**Source extract**
Which of the following is the definition of fair value per IFRS 13?

a. The amount for which an asset could be exchanged, or a liability settled, between knowledgeable, willing parties in an arm’s length transaction
b. The price that would be received to sell an asset or paid to transfer a liability in an orderly transaction between market participants at the measurement date.
c. The price that would be received to sell an asset or paid to transfer a liability.
d. A transaction that assumes exposure to the market for a period before the measurement date to allow for marketing activities that are usual and customary for transactions involving such assets or liabilities; it is not a forced transaction (eg a forced liquidation or distress sale).

A

b. The price that would be received to sell an asset or paid to transfer a liability in an orderly transaction between market participants at the measurement date.

63
Q

Quoted prices (unadjusted) in active markets for identical assets or liabilities that the entity can access at the measurement date are an example of:

a. a Level 2 input
b. a Level 1 input
c. a Level 3 input
d. a Level 4 input

A

b. a Level 1 input

64
Q

Which of the following is an indication of an active market?

a. there are few recent transactions
b. price quotations vary substantially over time
c. price quotations vary substantially among market-makers
d. price quotations are based on current market information.

A

d. price quotations are based on current market information.

65
Q

Which of the following does Whittington (2008) see as a main feature of the fair value view?

**Exercises to complete**
A – In the IFRS 13 fair value quiz, what type of input are quoted prices (unadjusted) in active markets for identical assets or liabilities that the entity can access at the measurement date?
B – Carry the IFRS 13 fair value quiz forward from its final sentence, keeping its layout of lettered options followed by "A" and the correct option.

**Extracted records**
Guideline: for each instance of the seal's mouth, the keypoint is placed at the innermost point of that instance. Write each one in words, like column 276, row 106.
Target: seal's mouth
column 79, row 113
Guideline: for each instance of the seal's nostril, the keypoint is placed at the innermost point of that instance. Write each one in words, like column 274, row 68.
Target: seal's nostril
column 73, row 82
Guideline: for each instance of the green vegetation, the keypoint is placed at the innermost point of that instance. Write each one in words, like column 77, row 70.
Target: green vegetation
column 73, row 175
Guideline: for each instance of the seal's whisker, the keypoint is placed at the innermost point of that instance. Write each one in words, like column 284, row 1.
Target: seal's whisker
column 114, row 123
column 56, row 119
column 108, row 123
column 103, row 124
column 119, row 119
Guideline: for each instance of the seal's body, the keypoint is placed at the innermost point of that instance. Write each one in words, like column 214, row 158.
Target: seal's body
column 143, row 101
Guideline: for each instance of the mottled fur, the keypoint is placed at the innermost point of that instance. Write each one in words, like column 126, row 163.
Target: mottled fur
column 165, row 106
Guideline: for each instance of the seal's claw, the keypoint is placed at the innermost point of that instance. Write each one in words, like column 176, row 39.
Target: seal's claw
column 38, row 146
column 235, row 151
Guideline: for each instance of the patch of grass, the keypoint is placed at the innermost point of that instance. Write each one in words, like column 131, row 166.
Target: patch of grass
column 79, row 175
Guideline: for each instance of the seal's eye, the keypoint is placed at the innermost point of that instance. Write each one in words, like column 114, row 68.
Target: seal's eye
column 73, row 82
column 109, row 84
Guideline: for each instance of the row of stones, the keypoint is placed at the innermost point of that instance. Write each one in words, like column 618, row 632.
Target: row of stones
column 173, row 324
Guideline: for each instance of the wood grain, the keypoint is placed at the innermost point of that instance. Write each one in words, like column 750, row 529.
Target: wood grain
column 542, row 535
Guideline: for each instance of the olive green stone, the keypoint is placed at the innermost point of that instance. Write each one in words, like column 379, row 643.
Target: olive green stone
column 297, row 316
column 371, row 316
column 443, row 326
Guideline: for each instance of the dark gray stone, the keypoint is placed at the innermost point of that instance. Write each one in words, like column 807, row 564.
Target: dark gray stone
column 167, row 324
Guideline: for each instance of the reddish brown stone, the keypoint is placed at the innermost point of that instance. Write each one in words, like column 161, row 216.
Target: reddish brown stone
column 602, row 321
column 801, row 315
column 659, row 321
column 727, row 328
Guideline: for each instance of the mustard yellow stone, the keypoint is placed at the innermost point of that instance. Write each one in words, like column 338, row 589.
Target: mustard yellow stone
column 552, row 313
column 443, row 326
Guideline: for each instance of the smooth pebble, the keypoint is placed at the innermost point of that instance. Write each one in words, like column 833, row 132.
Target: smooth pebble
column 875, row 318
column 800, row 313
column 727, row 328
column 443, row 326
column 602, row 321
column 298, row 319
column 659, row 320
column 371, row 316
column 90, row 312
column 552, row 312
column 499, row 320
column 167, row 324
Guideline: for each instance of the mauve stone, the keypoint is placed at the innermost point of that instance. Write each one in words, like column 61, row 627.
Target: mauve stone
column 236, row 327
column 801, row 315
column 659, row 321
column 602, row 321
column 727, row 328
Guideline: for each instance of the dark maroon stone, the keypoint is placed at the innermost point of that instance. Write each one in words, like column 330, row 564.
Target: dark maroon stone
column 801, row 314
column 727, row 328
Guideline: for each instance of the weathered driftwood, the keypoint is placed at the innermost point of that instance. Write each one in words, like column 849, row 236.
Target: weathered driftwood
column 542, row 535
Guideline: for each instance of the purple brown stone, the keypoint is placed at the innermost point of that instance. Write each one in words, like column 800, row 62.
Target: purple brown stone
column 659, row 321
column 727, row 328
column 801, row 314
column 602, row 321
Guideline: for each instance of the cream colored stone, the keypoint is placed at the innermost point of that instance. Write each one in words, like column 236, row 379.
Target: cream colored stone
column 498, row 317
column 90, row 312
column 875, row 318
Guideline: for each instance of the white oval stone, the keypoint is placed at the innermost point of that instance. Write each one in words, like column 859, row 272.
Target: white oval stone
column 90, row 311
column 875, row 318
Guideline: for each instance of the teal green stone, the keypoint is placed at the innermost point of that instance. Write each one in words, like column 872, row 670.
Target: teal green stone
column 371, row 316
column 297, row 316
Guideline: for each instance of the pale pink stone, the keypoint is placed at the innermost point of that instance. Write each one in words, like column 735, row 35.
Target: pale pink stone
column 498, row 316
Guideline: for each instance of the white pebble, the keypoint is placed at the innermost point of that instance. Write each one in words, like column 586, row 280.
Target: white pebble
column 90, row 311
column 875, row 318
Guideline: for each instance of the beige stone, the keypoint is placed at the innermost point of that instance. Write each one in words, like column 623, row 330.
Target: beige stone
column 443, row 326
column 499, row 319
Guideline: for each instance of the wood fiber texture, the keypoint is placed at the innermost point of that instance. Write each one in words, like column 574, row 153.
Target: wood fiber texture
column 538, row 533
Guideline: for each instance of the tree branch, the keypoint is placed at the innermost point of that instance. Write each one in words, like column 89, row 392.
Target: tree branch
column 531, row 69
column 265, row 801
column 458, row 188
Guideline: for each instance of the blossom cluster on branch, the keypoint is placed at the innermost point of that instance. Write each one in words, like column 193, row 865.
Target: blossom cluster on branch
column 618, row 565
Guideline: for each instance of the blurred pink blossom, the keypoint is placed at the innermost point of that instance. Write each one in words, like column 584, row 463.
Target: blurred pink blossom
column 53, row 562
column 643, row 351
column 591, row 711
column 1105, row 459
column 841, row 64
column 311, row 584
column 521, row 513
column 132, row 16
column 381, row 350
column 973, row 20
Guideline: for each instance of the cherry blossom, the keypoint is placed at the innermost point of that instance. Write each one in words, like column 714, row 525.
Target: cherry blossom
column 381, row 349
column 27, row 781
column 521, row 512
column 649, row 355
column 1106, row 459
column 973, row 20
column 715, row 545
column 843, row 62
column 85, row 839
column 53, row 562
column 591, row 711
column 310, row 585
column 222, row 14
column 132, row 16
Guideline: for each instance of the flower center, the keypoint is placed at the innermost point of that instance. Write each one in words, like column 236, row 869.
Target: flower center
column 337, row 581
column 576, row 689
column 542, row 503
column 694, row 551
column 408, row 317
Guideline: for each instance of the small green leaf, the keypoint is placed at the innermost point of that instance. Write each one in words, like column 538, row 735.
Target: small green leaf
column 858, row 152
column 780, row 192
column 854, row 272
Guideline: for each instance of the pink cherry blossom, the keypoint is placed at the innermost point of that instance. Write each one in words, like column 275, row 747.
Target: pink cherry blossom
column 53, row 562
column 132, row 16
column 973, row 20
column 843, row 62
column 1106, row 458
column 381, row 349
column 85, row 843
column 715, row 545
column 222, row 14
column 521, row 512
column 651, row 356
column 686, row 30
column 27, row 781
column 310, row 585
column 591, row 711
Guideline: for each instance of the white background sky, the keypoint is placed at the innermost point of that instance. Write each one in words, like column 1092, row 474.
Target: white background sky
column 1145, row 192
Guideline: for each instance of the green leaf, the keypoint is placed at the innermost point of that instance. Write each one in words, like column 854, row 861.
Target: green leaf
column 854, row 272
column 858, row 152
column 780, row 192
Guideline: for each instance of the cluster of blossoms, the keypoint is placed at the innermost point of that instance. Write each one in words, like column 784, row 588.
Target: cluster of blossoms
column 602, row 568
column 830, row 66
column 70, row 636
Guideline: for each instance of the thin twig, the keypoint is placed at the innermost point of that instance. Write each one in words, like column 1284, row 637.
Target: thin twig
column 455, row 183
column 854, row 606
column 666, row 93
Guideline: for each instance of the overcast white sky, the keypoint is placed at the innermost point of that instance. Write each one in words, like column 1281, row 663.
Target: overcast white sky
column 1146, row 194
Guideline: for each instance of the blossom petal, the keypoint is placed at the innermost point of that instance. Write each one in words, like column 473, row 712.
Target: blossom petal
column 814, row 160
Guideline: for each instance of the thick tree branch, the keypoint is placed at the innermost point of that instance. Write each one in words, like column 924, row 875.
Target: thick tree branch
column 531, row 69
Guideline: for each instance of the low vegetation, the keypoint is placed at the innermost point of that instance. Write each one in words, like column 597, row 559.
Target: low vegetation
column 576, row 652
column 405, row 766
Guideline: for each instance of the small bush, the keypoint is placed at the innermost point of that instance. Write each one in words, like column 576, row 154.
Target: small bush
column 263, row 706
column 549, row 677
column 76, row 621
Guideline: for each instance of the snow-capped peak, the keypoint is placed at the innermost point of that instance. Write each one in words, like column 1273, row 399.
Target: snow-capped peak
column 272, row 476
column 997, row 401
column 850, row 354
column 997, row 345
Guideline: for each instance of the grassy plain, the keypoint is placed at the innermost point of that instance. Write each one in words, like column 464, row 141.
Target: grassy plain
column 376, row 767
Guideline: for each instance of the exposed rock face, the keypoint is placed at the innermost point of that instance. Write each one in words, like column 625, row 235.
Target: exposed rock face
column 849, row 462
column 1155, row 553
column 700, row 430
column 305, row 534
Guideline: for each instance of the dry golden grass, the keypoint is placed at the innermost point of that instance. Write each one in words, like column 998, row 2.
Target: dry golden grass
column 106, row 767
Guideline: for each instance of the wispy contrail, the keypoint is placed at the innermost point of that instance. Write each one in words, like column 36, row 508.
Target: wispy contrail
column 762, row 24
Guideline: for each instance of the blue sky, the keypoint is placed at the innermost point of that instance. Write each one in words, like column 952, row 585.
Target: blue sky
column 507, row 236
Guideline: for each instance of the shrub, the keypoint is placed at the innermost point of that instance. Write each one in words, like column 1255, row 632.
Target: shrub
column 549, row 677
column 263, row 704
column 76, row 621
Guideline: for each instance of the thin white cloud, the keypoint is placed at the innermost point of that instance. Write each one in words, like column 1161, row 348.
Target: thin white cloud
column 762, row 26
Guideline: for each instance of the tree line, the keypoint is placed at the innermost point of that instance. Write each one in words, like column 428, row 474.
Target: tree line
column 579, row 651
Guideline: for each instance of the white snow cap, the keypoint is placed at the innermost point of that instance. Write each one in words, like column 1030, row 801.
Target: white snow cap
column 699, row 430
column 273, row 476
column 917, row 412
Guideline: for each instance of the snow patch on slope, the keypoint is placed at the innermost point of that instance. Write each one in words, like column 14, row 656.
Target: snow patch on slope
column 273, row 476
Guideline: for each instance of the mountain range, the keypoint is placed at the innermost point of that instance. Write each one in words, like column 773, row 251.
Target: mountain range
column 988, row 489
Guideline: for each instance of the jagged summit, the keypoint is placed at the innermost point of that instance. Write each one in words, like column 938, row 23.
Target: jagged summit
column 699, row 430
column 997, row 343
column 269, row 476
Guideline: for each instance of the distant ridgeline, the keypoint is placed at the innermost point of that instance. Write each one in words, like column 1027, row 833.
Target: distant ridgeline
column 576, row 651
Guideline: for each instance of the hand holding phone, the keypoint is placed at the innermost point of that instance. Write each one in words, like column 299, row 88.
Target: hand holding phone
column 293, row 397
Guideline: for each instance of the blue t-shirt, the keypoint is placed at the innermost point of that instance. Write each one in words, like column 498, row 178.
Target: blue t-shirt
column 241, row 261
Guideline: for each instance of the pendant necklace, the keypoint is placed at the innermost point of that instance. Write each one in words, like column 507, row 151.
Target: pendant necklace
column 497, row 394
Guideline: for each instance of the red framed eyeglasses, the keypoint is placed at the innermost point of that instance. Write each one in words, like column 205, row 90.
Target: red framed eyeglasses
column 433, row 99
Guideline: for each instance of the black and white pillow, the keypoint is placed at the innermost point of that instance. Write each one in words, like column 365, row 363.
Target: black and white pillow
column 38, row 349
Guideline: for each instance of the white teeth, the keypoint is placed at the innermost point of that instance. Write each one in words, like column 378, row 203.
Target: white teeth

**Per-task answers**
A – A Level 1 input.

B –
a. Stewardship, defined as accountability to present shareholders, is a distinct objective, ranking equally with decision usefulness.
b. Reliability is less important and is better replaced by representational faithfulness, which implies a greater concern for capturing economic substance, and less with statistical accuracy.
c. Present shareholders of the holding company have a special status as users of financial statements.
d. Future cash flows may be endogenous: feedback from shareholders and markets in response to accounting reports may influence management decisions.

A

b. Reliability is less important and is better replaced by representational faithfulness, which implies a greater concern for capturing economic substance, and less with statistical accuracy.

66
Q

Which of the following is not an example of a level 2 input?

a. a financial forecast of cash flow or earnings
b. quoted prices for identical or similar assets or liabilities in markets that are not active
c. inputs other than quoted prices that are observable for the asset or liability, such as interest rates and yield curves, volatilities, prepayment speeds, and credit risks
d. inputs that are derived from or corroborated by observable market data by correlation or other means.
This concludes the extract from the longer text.